→ 原文节选
* * *
4.hadoop源码分析:datanode的心跳机制

回顾一下之前的分析中,datanode启动的时候会启动一个bpofferservice,一个bpofferservice又对应着两个bpServerActor,这两个actor又分别与namenode的active与standby去通信。actor作为一个线程,在启动过程中,将执行自身run方法,上一篇分析了run方法中的注册逻辑,本篇分析run方法后面的逻辑中最重要的逻辑:心跳。重新来看run方法

@Override
public void run() {
  LOG.info(this + " starting to offer service");

  try {
    while (true) {
      // init stuff
      try {
        // setup storage
        //注册
        connectToNNAndHandshake();
        break;
      } catch (IOException ioe) {
        // Initial handshake, storage recovery or registration failed
        runningState = RunningState.INIT_FAILED;
        if (shouldRetryInit()) {
          // Retry until all namenode's of BPOS failed initialization
          LOG.error("Initialization failed for " + this + " "
* * *
→ 所给数据

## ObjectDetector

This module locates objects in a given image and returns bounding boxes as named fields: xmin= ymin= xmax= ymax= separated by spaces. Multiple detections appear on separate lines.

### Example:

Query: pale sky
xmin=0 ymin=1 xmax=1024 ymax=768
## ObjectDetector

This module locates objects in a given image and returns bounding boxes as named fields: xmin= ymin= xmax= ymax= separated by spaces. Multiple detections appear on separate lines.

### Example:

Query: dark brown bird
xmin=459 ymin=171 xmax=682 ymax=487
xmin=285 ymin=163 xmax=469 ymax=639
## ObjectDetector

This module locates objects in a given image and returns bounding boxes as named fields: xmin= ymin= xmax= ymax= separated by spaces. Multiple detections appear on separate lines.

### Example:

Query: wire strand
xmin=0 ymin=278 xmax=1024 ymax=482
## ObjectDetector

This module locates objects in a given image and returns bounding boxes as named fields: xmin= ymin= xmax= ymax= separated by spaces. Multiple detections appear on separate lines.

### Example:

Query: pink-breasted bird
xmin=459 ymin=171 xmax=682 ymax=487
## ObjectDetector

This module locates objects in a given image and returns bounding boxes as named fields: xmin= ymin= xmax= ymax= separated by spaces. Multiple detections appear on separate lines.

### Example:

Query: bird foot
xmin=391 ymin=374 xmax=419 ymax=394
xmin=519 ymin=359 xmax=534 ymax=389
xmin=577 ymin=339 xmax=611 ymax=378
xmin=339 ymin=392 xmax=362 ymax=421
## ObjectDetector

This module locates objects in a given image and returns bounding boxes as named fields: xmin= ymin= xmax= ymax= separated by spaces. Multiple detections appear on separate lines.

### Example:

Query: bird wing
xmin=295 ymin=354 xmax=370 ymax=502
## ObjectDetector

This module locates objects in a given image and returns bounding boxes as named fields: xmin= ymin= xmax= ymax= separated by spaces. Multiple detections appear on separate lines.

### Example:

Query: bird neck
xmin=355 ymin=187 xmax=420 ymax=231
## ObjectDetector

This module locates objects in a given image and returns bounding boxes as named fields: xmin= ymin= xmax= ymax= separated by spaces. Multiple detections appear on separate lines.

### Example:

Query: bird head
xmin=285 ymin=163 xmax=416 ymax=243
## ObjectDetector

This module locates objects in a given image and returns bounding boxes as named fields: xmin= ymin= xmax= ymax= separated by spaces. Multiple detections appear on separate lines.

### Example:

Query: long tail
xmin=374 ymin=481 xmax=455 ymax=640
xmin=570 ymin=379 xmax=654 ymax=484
* * *
→ 练习任务
(1) 请将原文节选中的下面这句话译成英文:"回顾一下之前的分析中,datanode启动的时候会启动一个bpofferservice,一个bpofferservice又对应着两个bpServerActor,这两个actor又分别与namenode的active与standby去通信。"
(2) 请原样写出记录中从开头到包含"xmin=0 ymin=1 xmax=1024 ymax=768"的那一行为止的内容,首尾两行都包括在内。

→ 练习答案
(1) To recap the earlier analysis: when the datanode starts, it starts a bpofferservice; each bpofferservice in turn corresponds to two bpServerActors, and these two actors communicate with the namenode's active and standby, respectively.

(2)
## ObjectDetector

This module locates objects in a given image and returns bounding boxes as named fields: xmin= ymin= xmax= ymax= separated by spaces. Multiple detections appear on separate lines.

### Example:

Query: pale sky
xmin=0 ymin=1 xmax=1024 ymax=768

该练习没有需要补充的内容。